Text block
================================
Automate Amazon Aurora Global Database Using CloudFormation

This article will help automate the process of creating and configuring an Amazon Aurora Postgres Global Database. It also describes ways to handle fail-over scenarios.

Updated Oct. 05, 22 · Tutorial

Likes (6)

Comment

Save

5.2K Views

This article describes steps to automate AWS Aurora Global Database services using Cloud Formation, Lambda, and State Function. It also provides detailed steps to create a Global Database with sample code snippets. Some of the features detailed in the article are:

Overview of Aurora Global Database
Prerequisites
Creating an RDS Global Database
Failover
Conclusion

Overview

Amazon Aurora Global Database is designed for globally distributed cloud applications in AWS. It provides high availability and database resiliency by way of its ability to fail over to another AWS region. It allows a database to span multiple regions (AWS limits regions to a maximum of six), and it consists of one primary and up to five secondary regions in a global database cluster. Primary region can perform read and write operations, whereas the second region can perform read operations only. The way AWS facilitates this feature is by activating writer endpoints in the primary region and deactivating writer endpoints in secondary regions. Furthermore, Aurora replicates data from primary region to secondary regions, usually under a second.
================================
Stated goal A
In the Aurora Global Database article, how many secondary regions can a global database cluster have?
Stated goal B
Pick up the Aurora Global Database article after its last sentence and keep writing it.
The lines after this point come from a separate source.

Raw data
================================
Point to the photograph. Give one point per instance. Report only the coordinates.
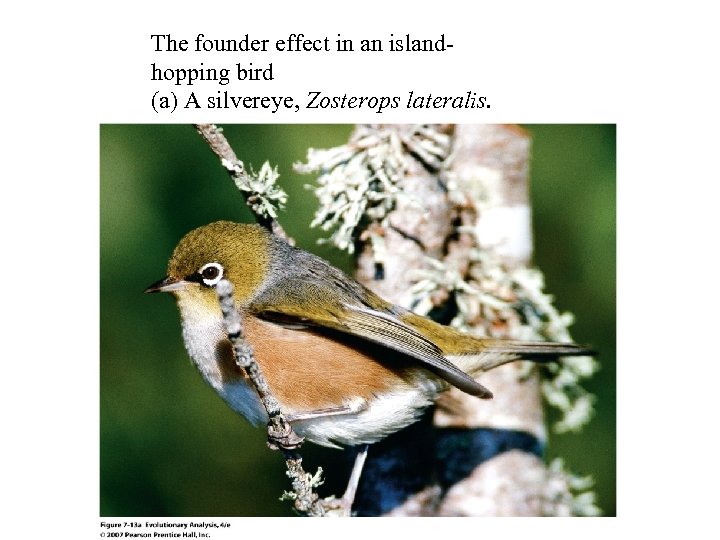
================================
Task response A
Up to five.

Task response B
A high-level illustration of Aurora Global Database.

Prerequisites

To deploy this solution, you must have the following prerequisites:

An AWS account.
AWS CLI with administrator permissions.
Python 3, preferably the latest version.
Basic knowledge of AWS SDK for python (boto3).
Basic knowledge of CloudFormation templates.
Basic knowledge of Lambda and Step functions.

Creating an RDS Global Database

In order to create an RDS global database, we need to define global and regional database clusters. We then need to define database instances in each regional cluster.

Let us keep in mind that in order to define an RDS global database, we need to Subnet Group, RDS Security group & DB Parameters group.

A sample Amazon Aurora Global Database topology.

The sample representation of an Amazon Aurora Global Database topology depicted above involves the following components and resources in its setup:

1. RDS Global Stack - This is the base CloudFormation (CFN) stack to create RDS Aurora Global, regional database clusters, and instances in each regional cluster. This stack defines RDS subnet, Database Global and Regional cluster Lambda, Step Function, RDS DB instances stack Lambda & CFN stack status Lambda as resources to be created.

2. Database Global and Regional Cluster Lambda - This Lambda creates regional database clusters first, and it then creates a global database cluster by assigning the newly created regional clusters to the global cluster.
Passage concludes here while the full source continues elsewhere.